= WORK TO COMPLETE =
Reproduce each record below exactly as written.
[GIVEN RECORDS — start]
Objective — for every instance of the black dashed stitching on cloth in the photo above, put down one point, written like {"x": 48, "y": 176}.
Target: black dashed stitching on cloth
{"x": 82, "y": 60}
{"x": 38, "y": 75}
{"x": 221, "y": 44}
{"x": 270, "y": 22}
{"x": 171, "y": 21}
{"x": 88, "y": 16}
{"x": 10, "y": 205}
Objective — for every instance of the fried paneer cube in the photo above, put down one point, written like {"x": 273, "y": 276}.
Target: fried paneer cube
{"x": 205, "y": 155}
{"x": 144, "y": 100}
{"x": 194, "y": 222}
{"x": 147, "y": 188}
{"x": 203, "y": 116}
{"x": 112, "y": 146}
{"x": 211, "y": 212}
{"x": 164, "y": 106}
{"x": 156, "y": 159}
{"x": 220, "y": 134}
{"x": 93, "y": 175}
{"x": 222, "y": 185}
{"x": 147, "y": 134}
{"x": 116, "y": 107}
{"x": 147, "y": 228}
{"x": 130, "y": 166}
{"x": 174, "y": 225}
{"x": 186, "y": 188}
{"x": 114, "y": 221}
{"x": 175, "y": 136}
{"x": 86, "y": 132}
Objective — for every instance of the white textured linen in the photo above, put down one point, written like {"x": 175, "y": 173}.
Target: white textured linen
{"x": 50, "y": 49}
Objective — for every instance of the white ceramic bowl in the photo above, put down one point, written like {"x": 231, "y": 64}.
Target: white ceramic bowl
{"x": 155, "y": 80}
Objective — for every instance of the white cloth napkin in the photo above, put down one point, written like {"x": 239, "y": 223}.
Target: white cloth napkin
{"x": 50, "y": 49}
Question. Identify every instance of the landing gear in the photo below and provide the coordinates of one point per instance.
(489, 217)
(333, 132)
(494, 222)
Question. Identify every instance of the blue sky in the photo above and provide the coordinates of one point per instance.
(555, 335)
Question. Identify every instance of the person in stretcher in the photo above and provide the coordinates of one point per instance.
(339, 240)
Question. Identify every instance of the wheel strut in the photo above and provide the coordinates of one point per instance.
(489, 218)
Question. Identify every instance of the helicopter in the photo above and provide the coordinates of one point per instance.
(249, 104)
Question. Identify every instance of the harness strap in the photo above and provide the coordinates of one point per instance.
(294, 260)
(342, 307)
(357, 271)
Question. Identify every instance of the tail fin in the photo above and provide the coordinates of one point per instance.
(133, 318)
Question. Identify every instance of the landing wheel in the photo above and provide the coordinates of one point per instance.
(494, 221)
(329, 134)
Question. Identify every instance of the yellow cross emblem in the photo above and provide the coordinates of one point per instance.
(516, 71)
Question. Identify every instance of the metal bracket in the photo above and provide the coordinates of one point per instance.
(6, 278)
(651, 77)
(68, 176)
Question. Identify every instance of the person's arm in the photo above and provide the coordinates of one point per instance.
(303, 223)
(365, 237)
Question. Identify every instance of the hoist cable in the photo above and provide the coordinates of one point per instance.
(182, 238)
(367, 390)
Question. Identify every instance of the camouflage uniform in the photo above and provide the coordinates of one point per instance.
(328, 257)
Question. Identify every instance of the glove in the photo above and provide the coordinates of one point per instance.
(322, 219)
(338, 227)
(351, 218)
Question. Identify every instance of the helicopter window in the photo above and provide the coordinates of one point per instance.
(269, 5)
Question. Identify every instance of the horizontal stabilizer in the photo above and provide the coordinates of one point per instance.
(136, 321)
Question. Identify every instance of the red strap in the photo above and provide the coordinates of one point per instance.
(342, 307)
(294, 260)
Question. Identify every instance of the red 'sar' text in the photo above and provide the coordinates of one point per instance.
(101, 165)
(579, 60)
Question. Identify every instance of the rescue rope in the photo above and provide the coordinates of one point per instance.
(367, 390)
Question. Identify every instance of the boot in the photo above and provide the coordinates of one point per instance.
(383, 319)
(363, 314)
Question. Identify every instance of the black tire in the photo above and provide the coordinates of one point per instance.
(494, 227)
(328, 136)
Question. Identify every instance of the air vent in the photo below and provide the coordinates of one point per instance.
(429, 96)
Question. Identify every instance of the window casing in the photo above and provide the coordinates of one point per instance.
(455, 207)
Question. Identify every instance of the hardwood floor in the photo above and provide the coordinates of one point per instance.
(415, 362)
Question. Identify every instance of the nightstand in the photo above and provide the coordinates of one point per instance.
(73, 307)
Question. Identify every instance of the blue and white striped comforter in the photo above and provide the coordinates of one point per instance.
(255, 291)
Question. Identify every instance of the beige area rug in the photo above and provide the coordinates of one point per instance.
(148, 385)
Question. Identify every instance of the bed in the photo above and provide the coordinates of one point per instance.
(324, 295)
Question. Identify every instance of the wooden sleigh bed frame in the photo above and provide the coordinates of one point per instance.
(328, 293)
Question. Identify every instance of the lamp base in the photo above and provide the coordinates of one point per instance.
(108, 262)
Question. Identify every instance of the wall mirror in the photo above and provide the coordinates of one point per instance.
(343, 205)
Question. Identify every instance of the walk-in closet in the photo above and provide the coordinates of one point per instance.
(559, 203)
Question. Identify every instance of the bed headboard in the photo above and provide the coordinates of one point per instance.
[GIVEN RECORDS — finish]
= THE ANSWER =
Objective — for every instance of the black dashed stitching on cloth in the photo above, put down one point, written like {"x": 48, "y": 176}.
Target: black dashed stitching on cloth
{"x": 82, "y": 60}
{"x": 38, "y": 75}
{"x": 221, "y": 44}
{"x": 270, "y": 22}
{"x": 171, "y": 21}
{"x": 88, "y": 16}
{"x": 10, "y": 205}
Objective — for every instance of the fried paneer cube in the photo above, put down one point, written like {"x": 273, "y": 276}.
Target: fried paneer cube
{"x": 205, "y": 155}
{"x": 144, "y": 100}
{"x": 194, "y": 222}
{"x": 147, "y": 188}
{"x": 203, "y": 116}
{"x": 112, "y": 146}
{"x": 211, "y": 212}
{"x": 164, "y": 106}
{"x": 156, "y": 159}
{"x": 220, "y": 134}
{"x": 93, "y": 175}
{"x": 222, "y": 185}
{"x": 147, "y": 134}
{"x": 116, "y": 107}
{"x": 147, "y": 228}
{"x": 130, "y": 166}
{"x": 174, "y": 225}
{"x": 186, "y": 188}
{"x": 114, "y": 221}
{"x": 175, "y": 136}
{"x": 86, "y": 132}
Objective — for every instance of the white textured linen in the photo above, put down one point, written like {"x": 175, "y": 173}.
Target: white textured linen
{"x": 50, "y": 49}
Objective — for every instance of the white ceramic bowl in the photo above, put down one point, written like {"x": 231, "y": 64}.
Target: white ceramic bowl
{"x": 155, "y": 80}
Objective — for every instance of the white cloth napkin in the photo above, put down one point, written like {"x": 239, "y": 223}.
Target: white cloth napkin
{"x": 50, "y": 49}
Question. Identify every instance of the landing gear in the photo below and provide the coordinates of one point per instance.
(489, 217)
(333, 132)
(494, 222)
Question. Identify every instance of the blue sky in the photo above and provide the coordinates of one point per instance.
(555, 335)
Question. Identify every instance of the person in stretcher in the photo above and provide the coordinates of one point per instance.
(339, 240)
Question. Identify every instance of the wheel strut in the photo above and provide the coordinates of one point per instance.
(489, 218)
Question. Identify every instance of the helicopter in the photo above and provide the coordinates of one point per instance.
(249, 104)
Question. Identify every instance of the harness strap in the photo above and provide the coordinates of one point per instance.
(294, 260)
(342, 307)
(357, 271)
Question. Identify every instance of the tail fin in the photo above and provide the coordinates of one point per instance.
(133, 318)
Question. Identify every instance of the landing wheel in the photo above and provide the coordinates of one point per instance.
(494, 221)
(329, 134)
Question. Identify every instance of the yellow cross emblem in the photo above and provide the coordinates of one point per instance.
(516, 71)
Question. Identify every instance of the metal bracket in the photo above and provide the coordinates of one point per instance.
(6, 278)
(651, 77)
(68, 176)
Question. Identify every instance of the person's arm in the photo above and provide the coordinates of one point per instance.
(303, 223)
(365, 237)
Question. Identify every instance of the hoist cable in the photo above and provide the coordinates of one point per instance.
(182, 238)
(367, 390)
Question. Identify every instance of the camouflage uniform in the photo above and provide the coordinates of one point per instance.
(328, 257)
Question. Identify every instance of the glove in the photo above and provide the coordinates of one point per instance.
(322, 219)
(338, 227)
(351, 218)
Question. Identify every instance of the helicopter window in the photo above and provide the coordinates of one point per instance.
(269, 5)
Question. Identify every instance of the horizontal stabilizer in the photo above and provide the coordinates of one point per instance.
(136, 321)
Question. Identify every instance of the red strap in the photo above and provide the coordinates of one point per instance.
(342, 307)
(294, 260)
Question. Identify every instance of the red 'sar' text in the photo above and provide the coordinates of one point per instance.
(101, 165)
(579, 60)
Question. Identify every instance of the rescue rope in the photo above and provide the coordinates of one point per instance.
(367, 390)
Question. Identify every instance of the boot in the photo above and provide the coordinates of one point per instance.
(383, 319)
(363, 314)
Question. Identify every instance of the black tire in the photo above and provide the coordinates of one point per instance.
(494, 227)
(328, 136)
Question. Identify every instance of the air vent in the photo below and provide the coordinates of one point per instance.
(429, 96)
Question. Identify every instance of the window casing in the photo above and provide the coordinates of one point per instance.
(455, 207)
Question. Identify every instance of the hardwood floor in the photo above and provide the coordinates of one point per instance.
(415, 362)
Question. Identify every instance of the nightstand in the photo above and provide the coordinates of one point per instance.
(73, 307)
Question. Identify every instance of the blue and white striped comforter in the photo above and provide the coordinates of one point per instance.
(255, 291)
Question. Identify every instance of the beige area rug in the photo above and provide the coordinates of one point per instance.
(148, 385)
Question. Identify every instance of the bed in the photo above and provide the coordinates of one point per instance.
(324, 295)
Question. Identify every instance of the wooden sleigh bed frame in the photo above and provide the coordinates of one point per instance.
(328, 293)
Question. Identify every instance of the lamp base in the photo above and provide the coordinates of one point per instance.
(108, 262)
Question. Identify every instance of the wall mirror in the photo above and provide the coordinates of one point per instance.
(343, 205)
Question. Identify every instance of the walk-in closet in the photo above and provide the coordinates of one point per instance.
(559, 203)
Question. Identify every instance of the bed headboard in the photo above and provide the coordinates of one point per instance.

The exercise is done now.